* Begin Extracted entries *

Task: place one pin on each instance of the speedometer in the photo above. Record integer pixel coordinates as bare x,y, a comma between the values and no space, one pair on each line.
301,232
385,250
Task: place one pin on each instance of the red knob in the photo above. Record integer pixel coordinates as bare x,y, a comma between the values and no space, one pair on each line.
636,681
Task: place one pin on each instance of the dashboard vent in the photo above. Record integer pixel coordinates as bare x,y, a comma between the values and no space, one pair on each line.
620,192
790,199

* End Extracted entries *
* Begin Extracted entries *

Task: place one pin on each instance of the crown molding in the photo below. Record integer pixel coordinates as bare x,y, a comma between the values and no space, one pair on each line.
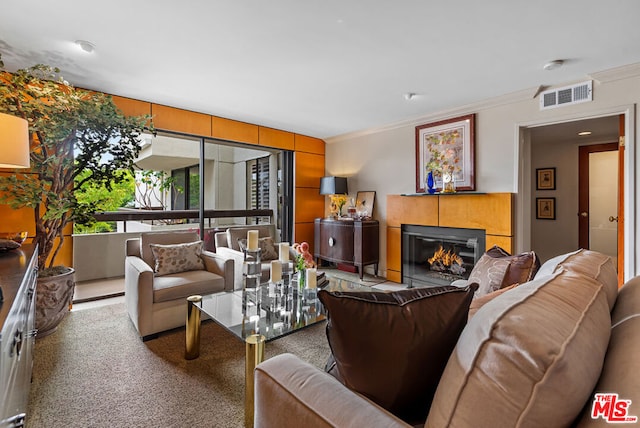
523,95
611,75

* End Extracted entries *
* Begin Extracted entries *

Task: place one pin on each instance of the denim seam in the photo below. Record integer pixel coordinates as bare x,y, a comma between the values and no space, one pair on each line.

* End Extracted entries *

Task directions:
Find each line in the records that contains the word "between" and copy those lines out in full.

Answer below:
Task: place one pin on each instance of the speedometer in the photo above. Record integer pixel coordinates as bare x,y, a comma between the values and no space, one pair on each line.
Task: place one pin on each instance of the red knob in the photo above. Record integer pixel coordinates as bare x,y, a comma between the values and no space, one pair on each line.
Task: place one pin on each instance of the dashboard vent in the photo above. Record integer pixel coordinates as bare x,y, a comma between the values and no space, one pair on each line.
Task: place one pin on each instance of the crown molding in the photo below. Record integer pixel coordinates as bare x,y, a comma between the values and no space, one pair on each line.
Task: place one pin on each instance of the denim seam in the photo below. Record integer pixel coordinates as bare x,y, a comma between the values and no space, one pair on each line.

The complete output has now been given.